■ TASK DIRECTIONS
Your task is to repeat all of the data exactly while excluding the pictures.

■ SUPPLIED DATA
......
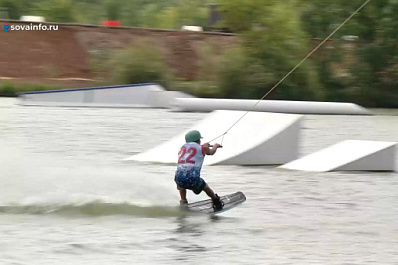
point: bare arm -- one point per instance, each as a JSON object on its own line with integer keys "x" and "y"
{"x": 210, "y": 150}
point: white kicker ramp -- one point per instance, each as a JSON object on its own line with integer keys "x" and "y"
{"x": 146, "y": 95}
{"x": 350, "y": 155}
{"x": 278, "y": 106}
{"x": 257, "y": 139}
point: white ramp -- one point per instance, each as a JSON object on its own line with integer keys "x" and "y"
{"x": 257, "y": 139}
{"x": 278, "y": 106}
{"x": 146, "y": 95}
{"x": 348, "y": 156}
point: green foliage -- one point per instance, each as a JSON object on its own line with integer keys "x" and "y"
{"x": 274, "y": 44}
{"x": 140, "y": 62}
{"x": 13, "y": 8}
{"x": 113, "y": 10}
{"x": 56, "y": 10}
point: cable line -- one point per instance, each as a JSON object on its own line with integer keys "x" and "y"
{"x": 294, "y": 68}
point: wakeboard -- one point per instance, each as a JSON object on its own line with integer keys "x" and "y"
{"x": 206, "y": 206}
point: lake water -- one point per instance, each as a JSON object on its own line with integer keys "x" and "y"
{"x": 68, "y": 197}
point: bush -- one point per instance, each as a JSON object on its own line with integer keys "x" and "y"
{"x": 140, "y": 62}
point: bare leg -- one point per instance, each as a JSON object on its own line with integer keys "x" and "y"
{"x": 209, "y": 192}
{"x": 183, "y": 195}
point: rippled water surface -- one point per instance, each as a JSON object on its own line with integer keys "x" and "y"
{"x": 68, "y": 197}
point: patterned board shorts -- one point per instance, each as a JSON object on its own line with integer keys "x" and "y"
{"x": 185, "y": 181}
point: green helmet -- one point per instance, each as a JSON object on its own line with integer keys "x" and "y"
{"x": 192, "y": 136}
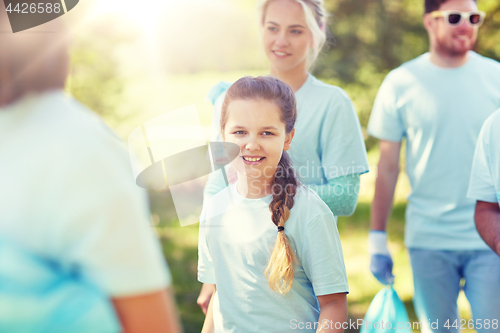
......
■ RESULT
point: bare arm -- one point per instance, each as a JSON object on its own line with integer keys "x" and "y"
{"x": 210, "y": 150}
point: white kicker ramp -- one point per instance, each as a JSON object on its own line with integer keys "x" and "y"
{"x": 146, "y": 95}
{"x": 350, "y": 155}
{"x": 278, "y": 106}
{"x": 257, "y": 139}
point: white ramp -- one point per instance, each as a JSON object on its own line with integer keys "x" and "y"
{"x": 257, "y": 139}
{"x": 278, "y": 106}
{"x": 146, "y": 95}
{"x": 348, "y": 156}
point: green foliage -- one point per instance, each as a JSON object on its own line with integer keys "x" and "y"
{"x": 274, "y": 44}
{"x": 140, "y": 62}
{"x": 13, "y": 8}
{"x": 113, "y": 10}
{"x": 56, "y": 10}
point: cable line -- one point per instance, each as a JSON object on its own line with integer keys "x" and "y"
{"x": 294, "y": 68}
point: wakeboard -- one point per instance, each as a JSON object on its own line with integer keys "x" and "y"
{"x": 206, "y": 206}
point: lake water -- one point per instance, each as a JSON object on its own line with integer keys "x" and "y"
{"x": 68, "y": 197}
point: bush -- one point per instance, each as a JSON object on its own line with integer keys "x" and "y"
{"x": 140, "y": 62}
point: bare leg -- one point per instance, each as a JSON object on its own line with integer keys "x" and "y"
{"x": 209, "y": 192}
{"x": 183, "y": 195}
point: rippled water surface -- one point per instance, each as a JSON object on its own line with integer keys "x" and "y"
{"x": 68, "y": 197}
point: patterned board shorts -- one point per instance, each as a JSON object on its own line with integer keys "x" and "y"
{"x": 185, "y": 181}
point: green helmet -- one point per instance, each as a JSON object on its own line with integer keys "x" and "y"
{"x": 192, "y": 136}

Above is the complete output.